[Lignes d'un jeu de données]
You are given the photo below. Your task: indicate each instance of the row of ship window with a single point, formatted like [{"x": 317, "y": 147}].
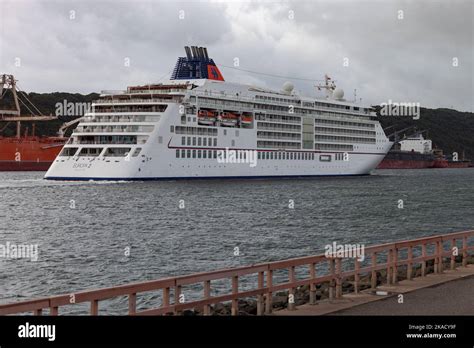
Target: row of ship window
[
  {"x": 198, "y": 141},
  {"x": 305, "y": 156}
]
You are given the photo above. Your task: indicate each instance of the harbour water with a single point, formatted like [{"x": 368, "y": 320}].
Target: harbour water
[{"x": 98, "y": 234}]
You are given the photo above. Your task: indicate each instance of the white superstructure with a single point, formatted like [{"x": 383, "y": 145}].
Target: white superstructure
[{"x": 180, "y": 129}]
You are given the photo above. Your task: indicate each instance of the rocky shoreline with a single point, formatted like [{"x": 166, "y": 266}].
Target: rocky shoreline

...

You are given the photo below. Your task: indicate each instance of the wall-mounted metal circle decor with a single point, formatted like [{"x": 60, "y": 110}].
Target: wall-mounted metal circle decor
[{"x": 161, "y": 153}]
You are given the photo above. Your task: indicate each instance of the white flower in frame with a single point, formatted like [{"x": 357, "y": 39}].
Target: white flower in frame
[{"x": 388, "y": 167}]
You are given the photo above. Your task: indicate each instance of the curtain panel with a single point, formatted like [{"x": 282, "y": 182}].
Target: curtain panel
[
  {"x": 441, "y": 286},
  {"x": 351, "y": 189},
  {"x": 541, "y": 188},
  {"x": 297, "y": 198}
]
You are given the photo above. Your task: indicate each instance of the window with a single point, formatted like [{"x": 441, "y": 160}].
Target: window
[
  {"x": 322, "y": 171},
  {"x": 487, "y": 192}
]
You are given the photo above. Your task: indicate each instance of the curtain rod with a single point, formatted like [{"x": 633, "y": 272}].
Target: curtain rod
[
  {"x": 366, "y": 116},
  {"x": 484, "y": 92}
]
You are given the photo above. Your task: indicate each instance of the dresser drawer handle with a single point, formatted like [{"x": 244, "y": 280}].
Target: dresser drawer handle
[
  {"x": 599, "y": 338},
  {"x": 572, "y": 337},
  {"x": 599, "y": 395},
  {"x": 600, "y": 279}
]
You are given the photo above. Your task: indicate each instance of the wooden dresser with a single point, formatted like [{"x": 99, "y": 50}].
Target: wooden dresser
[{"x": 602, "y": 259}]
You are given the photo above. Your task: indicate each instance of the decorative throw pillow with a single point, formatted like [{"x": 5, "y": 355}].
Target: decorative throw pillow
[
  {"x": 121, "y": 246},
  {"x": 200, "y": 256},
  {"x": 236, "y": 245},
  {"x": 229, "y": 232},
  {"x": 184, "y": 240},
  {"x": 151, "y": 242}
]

Objectif. Affichez chaque ligne des enregistrements ci-dessus qui contient le mot "throw".

Résultat attendu.
You are given the photo above. Your task: indicate each instance of the decorative throw pillow with a single point, formatted like [{"x": 5, "y": 355}].
Target: decorative throw pillow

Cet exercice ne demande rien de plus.